* THE PROBLEM *
Please give back each line of the material unchanged, but without the images.

----

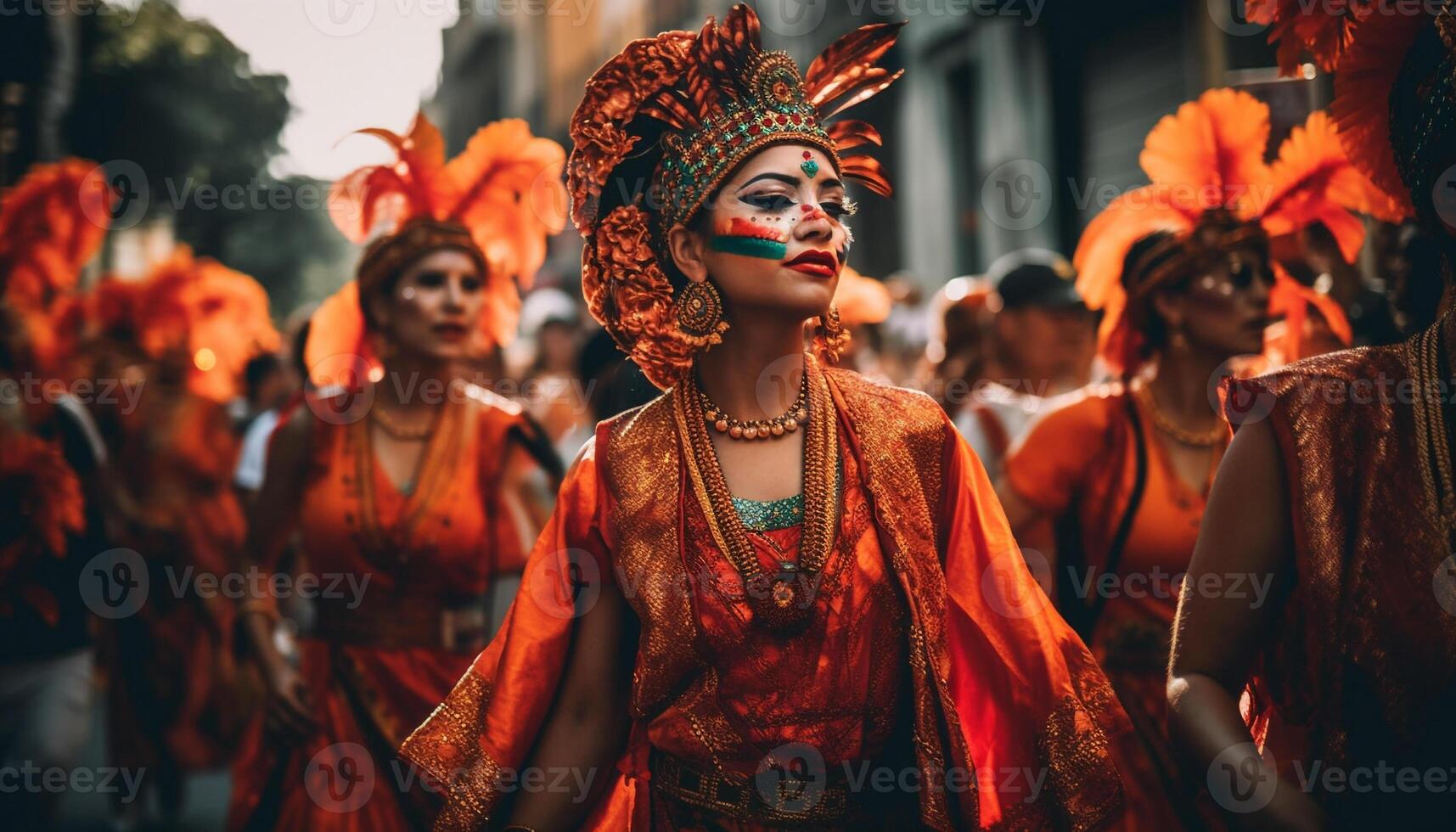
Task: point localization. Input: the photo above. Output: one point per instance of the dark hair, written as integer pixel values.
(258, 369)
(1423, 123)
(1144, 258)
(299, 347)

----

* ANSWER TO THIS PROBLEM *
Task: point localization. Input: the photo above. Output: one point per instance of the dark hair, written as integer pixel values.
(258, 369)
(1423, 123)
(1144, 258)
(299, 347)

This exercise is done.